PASSAGE FOR REVIEW>
American investment banker

Sidney James Weinberg (October 12, 1891 – July 23, 1969) was a long-time leader of the Wall Street firm Goldman Sachs, nicknamed “Mr. Wall Street” by The New York Times and "director's director" by Fortune magazine. In a rags-to-riches story, he rose from a janitor's assistant, making $3/week, to CEO.

==Early life==
Weinberg's background contrasted sharply with that of the traditional Ivy League Wall Streeter. Weinberg was one of eleven children of a Jewish immigrant wholesale liquor dealer. His family were active members of Congregation Baith Israel Anshei Emes in Brooklyn, joining when the synagogue was on Boerum Place, and remaining with it when it moved to Cobble Hill. Sidney's mother, Sophie, was sisterhood president from 1912 to 1913, his father, Pincus, served as president from 1919 to 1921, and the children all attended the Sunday school and Talmud Torah. Sidney married Helen W. Livingston there in 1920. Sidney's name does not appear in any synagogue documents after World War I, indicating less active membership in his adult life.

RECORDS>
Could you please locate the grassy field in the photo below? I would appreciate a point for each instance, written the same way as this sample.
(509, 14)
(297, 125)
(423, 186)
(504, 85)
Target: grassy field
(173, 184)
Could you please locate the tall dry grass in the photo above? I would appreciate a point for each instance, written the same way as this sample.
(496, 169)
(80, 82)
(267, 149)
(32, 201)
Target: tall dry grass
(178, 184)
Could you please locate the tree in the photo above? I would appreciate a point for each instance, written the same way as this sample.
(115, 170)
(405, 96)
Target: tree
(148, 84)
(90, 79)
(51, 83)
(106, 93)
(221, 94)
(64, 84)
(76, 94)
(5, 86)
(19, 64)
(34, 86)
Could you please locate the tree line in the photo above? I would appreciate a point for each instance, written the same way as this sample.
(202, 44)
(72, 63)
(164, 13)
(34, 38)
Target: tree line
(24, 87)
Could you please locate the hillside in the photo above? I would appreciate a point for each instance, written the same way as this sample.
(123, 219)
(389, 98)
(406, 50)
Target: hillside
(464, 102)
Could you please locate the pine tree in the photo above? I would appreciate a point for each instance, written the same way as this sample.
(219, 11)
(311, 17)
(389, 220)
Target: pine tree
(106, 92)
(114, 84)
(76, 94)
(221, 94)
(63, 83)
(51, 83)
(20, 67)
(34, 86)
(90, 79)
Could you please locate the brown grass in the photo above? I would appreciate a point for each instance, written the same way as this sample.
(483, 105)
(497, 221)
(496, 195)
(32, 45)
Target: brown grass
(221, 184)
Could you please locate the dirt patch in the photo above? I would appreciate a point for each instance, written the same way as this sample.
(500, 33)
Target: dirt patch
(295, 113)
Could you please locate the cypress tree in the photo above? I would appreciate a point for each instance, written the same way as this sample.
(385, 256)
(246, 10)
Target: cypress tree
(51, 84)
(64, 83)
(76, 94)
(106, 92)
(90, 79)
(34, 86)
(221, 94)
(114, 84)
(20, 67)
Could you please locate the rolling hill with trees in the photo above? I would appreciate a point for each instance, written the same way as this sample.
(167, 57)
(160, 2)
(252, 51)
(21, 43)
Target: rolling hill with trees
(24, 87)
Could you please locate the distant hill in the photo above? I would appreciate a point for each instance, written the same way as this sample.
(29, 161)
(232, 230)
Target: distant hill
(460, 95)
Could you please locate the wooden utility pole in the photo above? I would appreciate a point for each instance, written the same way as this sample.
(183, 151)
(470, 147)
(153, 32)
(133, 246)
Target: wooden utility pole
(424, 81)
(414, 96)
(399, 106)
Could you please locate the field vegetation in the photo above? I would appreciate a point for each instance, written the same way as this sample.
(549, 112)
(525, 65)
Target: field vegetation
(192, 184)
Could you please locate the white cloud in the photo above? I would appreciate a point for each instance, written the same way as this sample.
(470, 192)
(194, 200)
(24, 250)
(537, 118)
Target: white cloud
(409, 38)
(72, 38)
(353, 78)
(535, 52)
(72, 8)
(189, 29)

WHAT TO DO>
- 1) According to the passage about Sidney Weinberg, how much did he earn as a janitor's assistant?
- 2) Resume the passage about Sidney Weinberg from its last sentence.
The listing plays no part in this.

WRITTEN ANSWERS>
- 1) $3 a week.

- 2)
Weinberg dropped out of junior high school at P.S. 13, but got a letter of recommendation from one of his teachers to enter the job market. Sidney joined the workforce at the age of ten "selling newspapers at the Manhattan-Brooklyn ferry terminal, shucking oysters, and carrying feathers for a milliner." At one point, Sidney found jobs as a runner at three different brokerage houses. The conflicts of interest cost him all three positions.

==Career at Goldman Sachs==
Weinberg started with Goldman Sachs as a janitor's assistant at $3/week, where his responsibilities included brushing the firm's partners’ hats and wiping the mud from their overshoes. The grandson of the firm's founder, Paul J. Sachs, liked Weinberg, and promoted him to the mailroom, which Weinberg reorganized. To improve Weinberg's penmanship, Sachs sent him to Browne's Business College in Brooklyn.

Weinberg did a stint in the U.S. Navy in World War I, and afterwards became a securities trader. Goldman Sachs bought Weinberg a seat on the New York Stock Exchange in 1925.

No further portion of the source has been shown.